EXCERPTED TEXT -
Since its introduction when most SUVs emphasized utility over style, Ford Explorer has been the truck-based sport utility that gave drivers a lot of both. An early Eddie Bauer edition with leather trim teased us with automobile-level luxury and a surprisingly comfortable ride at a time most competitors wore spartan trim and workhorse suspensions. Yet Explorer's gutsy off-road capability sent many wannabe imitators away in shame.

A subsequent new generation Explorer (and Mercury Mountaineer cousin) smoothed out any suggestion of rough edges for the pair, and the vehicle has continued on in its popularity-dominating path for the three years since. (Some harrowing real world handling maneuvers of it in the highlands of Arizona made a convincing argument that Ford had addressed some earlier maneuverability complaints. Its status as a top seller remains a boast that it fills the value bill as well, with prices from the high 20s to low 30s.)

RECORDS TO PROCESS -

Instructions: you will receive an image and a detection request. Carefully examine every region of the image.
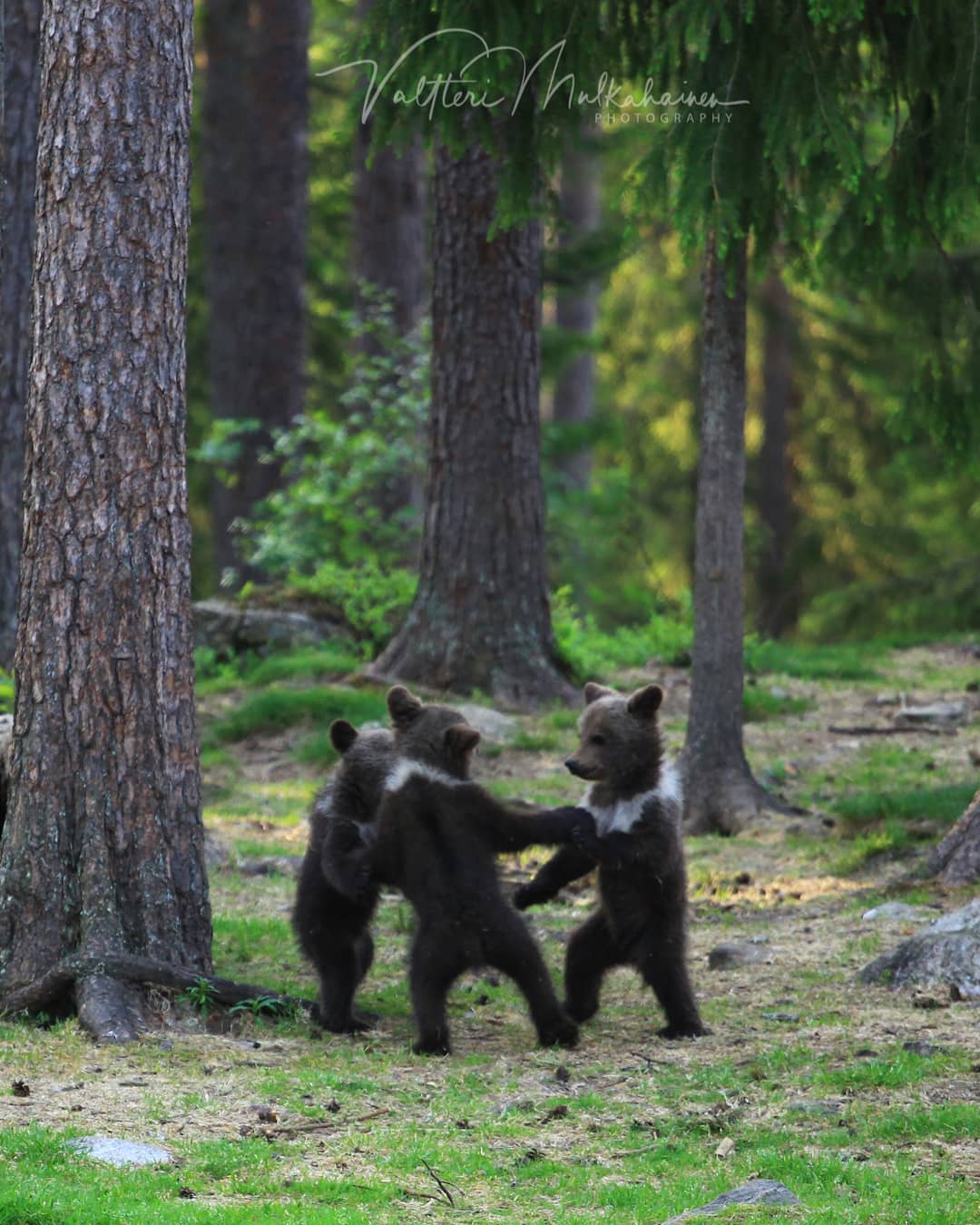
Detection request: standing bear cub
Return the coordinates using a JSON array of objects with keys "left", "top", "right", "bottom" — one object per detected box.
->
[
  {"left": 293, "top": 719, "right": 395, "bottom": 1034},
  {"left": 344, "top": 686, "right": 592, "bottom": 1054},
  {"left": 514, "top": 683, "right": 706, "bottom": 1037}
]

SET TASKS -
[a] Answer from the Ford Explorer text:
(i) Which early edition of the Explorer had leather trim?
(ii) What vehicle is named as the Explorer's cousin?
(iii) What price range is given for the Explorer?
[b] Please rescale the detection row above. Write out all of its lines again, including the request, with every bounding-box coordinate in the answer multiplied by 0.25 and rounded to a whole number (halves round up), and leave the picture out.

EXERCISE RESPONSES -
[a]
(i) The Eddie Bauer edition
(ii) The Mercury Mountaineer
(iii) From the high 20s to the low 30s

[b]
Instructions: you will receive an image and a detection request. Carefully examine every region of the image.
Detection request: standing bear cub
Return the coordinates using a JSON array of objects with keys "left", "top", "right", "bottom" — one object per detected box.
->
[
  {"left": 73, "top": 180, "right": 99, "bottom": 259},
  {"left": 86, "top": 172, "right": 148, "bottom": 264},
  {"left": 129, "top": 171, "right": 177, "bottom": 259}
]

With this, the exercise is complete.